• _Kutipan yang Diberikan_
"Jika bukan karena nyala api yang membakarnya, maka aroma harum kayu gaharu takkan ada yang tahu .." : petanibodoh

Sabtu, 29 Maret 2008

Kampung Halaman (2)

BAHASA IBU, IDENTITAS DIRI, DAN BUSUNG LAPAR


Oleh: Sulye Jati


Seorang kawan di Bandung pernah bertanya kepada saya (mungkin secara iseng), “kenapa sih pulau Bung namanya Lombok? Emangnya disana cuacanya panas banget ya..?”. Kawan Bandung saya ini rupanya menyangka bahwa Lombok (dari asal kata pulau Lombok) itu artinya cabe (sunda; cengek). Setelah pertanyaan itu saya beberapa kali kemudian teringat dengan sebuah buku yang dulu pernah saya baca. Buku (yang judul dan penulisnya saya lupa) itu adalah kepunyaan almarhum Bapak saya. Isinya berkisar seputar tata cara pemakaman dan prosesi tahlilan masyarakat Sasak. Tapi, di awalnya juga diceritakan tentang asal muasal pulau Lombok dan masyarakatnya yang mungkin saja (kesimpulan umumnya) merupakan subjektif penulisnya. Namun, terlepas dari hal tersebut sepanjang yang saya ingat, isinya memang cukup menarik sebab penulisnya juga mencantumkan referensi dan data dari sebuah observasi yang cukup baik.


Sekedar flashback, dalam buku itu diceritakan bahwa pulau Lombok dulu asalnya hanyalah sebuah daratan kecil yang meliputi wilayah dilereng gunung Rinjani saja dan berbentuk memanjang (bhs. Sasak; lombok atau tepeng). Oleh karena tempatnya terlalu sempit (sesek), maka masyarakatnya disebut orang Sasak (sesak). Selain itu, disebabkan oleh kaisan ayam bekisar milik Dewi Anjani (salah satu tokoh legenda masyarakat Sasak yang bersemayam di gunung Rinjani), maka lama kelamaan daratan pulau Lombok yang tadinya sempit dan berbentuk memanjang menjadi tambah besar (lebar).


Opini pertama tentang (sesek ke sesak menjadi sasak) tentu saja sangat kental pengaruh bahasa indonesianya. Dan opini kedua tentang (lombok atau lurus menjadi Lombok) sangat penuh dengan aroma legenda yang tentu saja sangat susah dipertanggungjawabkan secara ilmu sejarah (sains). Sebagai orang Sasak saya tidak berkecil hati dengan minimnya data sejarah asal muasal keberadaan masyarakat Sasak dan di pulau Lombok. Semua asal nama tempat dan suku di Indonesia rata-rata seperti itu. Sangat dipengaruhi oleh cerita (dongeng atau legenda). Dongeng dan fakta sejarah kadang-kadang dicampur aduk sehingga menjadi sebuah formula ‘data sejarah’ yang dianggap otentik dan valid. Ini memang tidak terlepas dari SDM dan parameter pemahaman masyarakat Indonesia secara umum sampai saat ini masih tradisional.

• _Tujuan Tugas 1_
Menurut artikel tentang asal nama Lombok, apa alasan masyarakatnya disebut orang Sasak?
• _Tujuan Tugas 2_
Teruskan artikel tentang asal nama Lombok mulai dari kalimat terakhir yang tercantum.
Baris-baris di bawah merupakan bahan tersendiri yang terpisah dari artikel tentang asal nama Lombok.

• _Baris yang Diberikan_
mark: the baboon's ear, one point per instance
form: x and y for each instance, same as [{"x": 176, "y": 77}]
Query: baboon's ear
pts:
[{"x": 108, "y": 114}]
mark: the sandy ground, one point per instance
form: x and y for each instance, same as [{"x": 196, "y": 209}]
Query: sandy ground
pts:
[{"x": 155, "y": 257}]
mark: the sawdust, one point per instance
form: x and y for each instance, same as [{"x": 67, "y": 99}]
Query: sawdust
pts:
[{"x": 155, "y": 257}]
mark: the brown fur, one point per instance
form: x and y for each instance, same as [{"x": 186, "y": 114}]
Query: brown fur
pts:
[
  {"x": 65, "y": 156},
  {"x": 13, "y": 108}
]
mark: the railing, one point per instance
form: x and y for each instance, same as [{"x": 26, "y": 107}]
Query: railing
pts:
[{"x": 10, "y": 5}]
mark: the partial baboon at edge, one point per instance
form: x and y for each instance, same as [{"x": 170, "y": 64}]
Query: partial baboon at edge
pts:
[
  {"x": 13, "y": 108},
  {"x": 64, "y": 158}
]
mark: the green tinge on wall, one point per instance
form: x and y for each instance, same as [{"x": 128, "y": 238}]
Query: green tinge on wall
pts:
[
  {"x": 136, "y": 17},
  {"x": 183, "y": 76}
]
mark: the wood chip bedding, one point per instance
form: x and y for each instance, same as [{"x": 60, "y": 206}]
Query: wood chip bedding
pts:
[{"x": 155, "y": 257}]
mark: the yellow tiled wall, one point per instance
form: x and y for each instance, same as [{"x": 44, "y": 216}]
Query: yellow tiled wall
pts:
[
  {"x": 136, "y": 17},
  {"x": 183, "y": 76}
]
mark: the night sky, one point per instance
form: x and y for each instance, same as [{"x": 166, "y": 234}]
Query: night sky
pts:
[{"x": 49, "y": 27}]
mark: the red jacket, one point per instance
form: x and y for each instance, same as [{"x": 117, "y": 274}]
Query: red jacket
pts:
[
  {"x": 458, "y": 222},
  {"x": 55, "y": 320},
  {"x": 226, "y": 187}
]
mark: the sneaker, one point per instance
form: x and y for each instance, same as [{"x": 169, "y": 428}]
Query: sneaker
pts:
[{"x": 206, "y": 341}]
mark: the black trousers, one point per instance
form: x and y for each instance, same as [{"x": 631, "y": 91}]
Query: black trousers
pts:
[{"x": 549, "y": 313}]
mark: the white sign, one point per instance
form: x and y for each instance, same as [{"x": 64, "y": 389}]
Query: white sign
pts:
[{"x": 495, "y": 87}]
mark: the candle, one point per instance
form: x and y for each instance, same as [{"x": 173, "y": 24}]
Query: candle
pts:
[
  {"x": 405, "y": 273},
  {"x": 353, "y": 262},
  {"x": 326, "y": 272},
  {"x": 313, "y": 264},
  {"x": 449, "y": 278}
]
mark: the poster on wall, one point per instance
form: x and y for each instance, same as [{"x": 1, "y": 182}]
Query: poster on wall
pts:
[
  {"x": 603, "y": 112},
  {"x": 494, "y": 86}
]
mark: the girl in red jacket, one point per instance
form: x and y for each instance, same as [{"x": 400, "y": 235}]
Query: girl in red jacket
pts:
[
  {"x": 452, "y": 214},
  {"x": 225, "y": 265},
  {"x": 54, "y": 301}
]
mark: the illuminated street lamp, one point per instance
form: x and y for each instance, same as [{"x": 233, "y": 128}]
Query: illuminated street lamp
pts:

• _Jawaban Tugas 1_
Karena tempatnya terlalu sempit (sesek), masyarakatnya disebut orang Sasak (sesak).

• _Jawaban Tugas 2_
*******


Di lain kesempatan, kawan saya (yang sepertinya sangat menyukai sejarah dan kebudayaan) kembali bertanya dengan sedikit opini, “Apa sih ciri khas dari gamelan sasak? Semua gamelan di Indonesia alat-alatnya hampir sama. Perangkat seperti suling, kendang dan lainnya hampir nggak ada yang beda. Anda dulu pernah mengatakan tentang kelenang. Itu sama dengan kulintang, kan? Secara umum, gamelan itu malah lebih identik dengan Jawa (Jawa tengah dan Jawa Timur) dan Bali lho..! Di Jawa Barat, alat musik kecapi sudah menjadi ikon budayanya. Malah di Sumatera, khususnya daerah Minangkabau, Sumatera Barat, musik tradisional dengan khas melayunya lebih kental..”.


Penjelasan yang bisa saya berikan waktu itu kemudian hanya sebatas Gendang Beleq dan model suara suling dan irama gamelan Sasak. Entah, apakah penjelasan saya benar atau tidak. Disitu saya memberikan gambaran bahwa gamelan sasak itu ketukan iramanya seperti pertengahan antara gamelan Jawa yang pelan / lembut dan gamelan Bali yang cepat / bersemangat. Kemudian suara suling sasak itu seperti kita membayangkan angin laut yang notabene berbeda dengan angin gunung (istilah saya untuk mengatakan Jawa). Bagi kawan saya itu, penjelasan yang saya berikan mungkin terdengar aneh dan ngejelimet. Entah valid atau tidak, tapi hanya itulah hal yang bisa saya berikan. Tidak pula saya ceritakan tentang tradisi Presean. Ini cukup untuk kemudian membuat kawan saya itu manggut-manggut seperti domba Garut.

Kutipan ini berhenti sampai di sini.